PASSAGE SHOWN:
# # # # # # #
I thought to myself: is this how I'll feel like all the time when I fly? Because I really wanna get out there and just live nature!


Even when I got back to the lowlands to walk home, the wind was still there with me, calling for me. The mountains in the distance.


I need my wind, baby.

Tuesday, April 27, 2010

Rainbow For The Eagle



Normally, I talk about a very special lady when it comes to risks. But right now, I wanna talk about a risk I took today in the mountains. That's right, the real live mountains, the San Andreas Mountains, to be exact.




It's kinda rainy today. Actually, very rainy. And it includes strong winds. Isn't that lovely? Not for a winged creature, it is not. I went outside to get some fresh air, as I have been working on an extra credit report all day. And when I reach the outside, I see this bright beautiful rainbow in full bloom. It's the one in the picture, that's right. Only problem is this: the rain's blowing right at my face, thanks to the wind. But I didn't care; I got out my phone camera, and went for a shot, which is the one you're looking at right now.




I realized that one end of the rainbow was really close to my school, just on the other side of the highway! I decide I wanna get a closer look and a better picture. So wrap up, with music to motivate me, and start heading down there. Despite the wind going strong and the rain slapping my face, I still went for it. Thank God I was wearing a hoodie jacket today.




I get excited as I finally reach a good view when I realized: it's fading away! Either that, or science says that I can't view rainbows in full bloom from up close. Either way, I stuck around for a minute to stare, and I walked back to the Learning Center at my school.




What am I trying to say in this here anecdone? Basically, a few things. I wanted to share this wonderful experience with you. And that a lot of times, you will do anything just to see the most beautiful wonder on earth.
# # # # # # #
DATA SUPPLIED:
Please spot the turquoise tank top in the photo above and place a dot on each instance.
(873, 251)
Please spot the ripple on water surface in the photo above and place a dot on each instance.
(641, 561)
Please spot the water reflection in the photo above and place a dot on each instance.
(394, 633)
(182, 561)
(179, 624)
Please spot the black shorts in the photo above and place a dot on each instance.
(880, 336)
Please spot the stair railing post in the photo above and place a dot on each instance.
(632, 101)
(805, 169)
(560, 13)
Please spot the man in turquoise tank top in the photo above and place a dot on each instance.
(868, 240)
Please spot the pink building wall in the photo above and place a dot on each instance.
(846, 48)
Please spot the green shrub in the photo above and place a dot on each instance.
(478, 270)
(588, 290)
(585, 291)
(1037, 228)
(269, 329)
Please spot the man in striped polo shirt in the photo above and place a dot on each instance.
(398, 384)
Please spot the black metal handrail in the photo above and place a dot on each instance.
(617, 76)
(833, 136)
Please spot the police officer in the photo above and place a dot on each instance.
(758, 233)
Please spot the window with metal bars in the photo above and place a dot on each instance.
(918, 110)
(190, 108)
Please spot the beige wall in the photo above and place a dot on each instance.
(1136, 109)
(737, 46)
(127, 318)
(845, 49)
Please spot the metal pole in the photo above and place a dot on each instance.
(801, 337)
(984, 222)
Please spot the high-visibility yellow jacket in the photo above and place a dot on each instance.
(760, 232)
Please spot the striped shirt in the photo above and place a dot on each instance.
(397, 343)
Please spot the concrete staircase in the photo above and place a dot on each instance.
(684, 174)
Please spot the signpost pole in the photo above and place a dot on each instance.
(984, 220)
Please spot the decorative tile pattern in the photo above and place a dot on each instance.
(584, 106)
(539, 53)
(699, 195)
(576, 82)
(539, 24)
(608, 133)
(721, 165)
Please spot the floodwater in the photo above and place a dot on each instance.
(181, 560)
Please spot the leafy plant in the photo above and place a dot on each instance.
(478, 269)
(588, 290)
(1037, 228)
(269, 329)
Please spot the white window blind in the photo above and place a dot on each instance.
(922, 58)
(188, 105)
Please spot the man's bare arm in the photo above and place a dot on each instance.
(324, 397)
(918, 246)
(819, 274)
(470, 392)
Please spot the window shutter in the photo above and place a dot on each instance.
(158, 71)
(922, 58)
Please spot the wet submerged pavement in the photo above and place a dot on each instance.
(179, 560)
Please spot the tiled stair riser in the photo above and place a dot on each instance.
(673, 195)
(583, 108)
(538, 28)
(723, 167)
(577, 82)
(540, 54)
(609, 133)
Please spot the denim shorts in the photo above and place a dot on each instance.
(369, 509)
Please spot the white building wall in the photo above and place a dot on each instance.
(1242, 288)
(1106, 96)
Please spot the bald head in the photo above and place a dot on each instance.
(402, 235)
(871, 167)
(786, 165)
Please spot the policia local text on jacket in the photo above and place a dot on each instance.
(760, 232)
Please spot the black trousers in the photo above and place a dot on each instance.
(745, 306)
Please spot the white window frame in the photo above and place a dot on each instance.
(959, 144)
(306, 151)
# # # # # # #
WORK TASK 1:
Answer these from the rainbow blog post:
(a) Which mountains does the writer name?
(b) What had the writer been working on all day before going outside?
(c) Where did the writer walk back to after watching the rainbow?
WORK TASK 2: From the rainbow blog post, extract the passage that starts at "Tuesday, April 27, 2010" and stops after "at right now.", copying it word for word.

TASK SOLUTION 1:
(a) The San Andreas Mountains.
(b) An extra credit report.
(c) The Learning Center at the writer's school.

TASK SOLUTION 2:
Tuesday, April 27, 2010

Rainbow For The Eagle



Normally, I talk about a very special lady when it comes to risks. But right now, I wanna talk about a risk I took today in the mountains. That's right, the real live mountains, the San Andreas Mountains, to be exact.




It's kinda rainy today. Actually, very rainy. And it includes strong winds. Isn't that lovely? Not for a winged creature, it is not. I went outside to get some fresh air, as I have been working on an extra credit report all day. And when I reach the outside, I see this bright beautiful rainbow in full bloom. It's the one in the picture, that's right. Only problem is this: the rain's blowing right at my face, thanks to the wind. But I didn't care; I got out my phone camera, and went for a shot, which is the one you're looking at right now.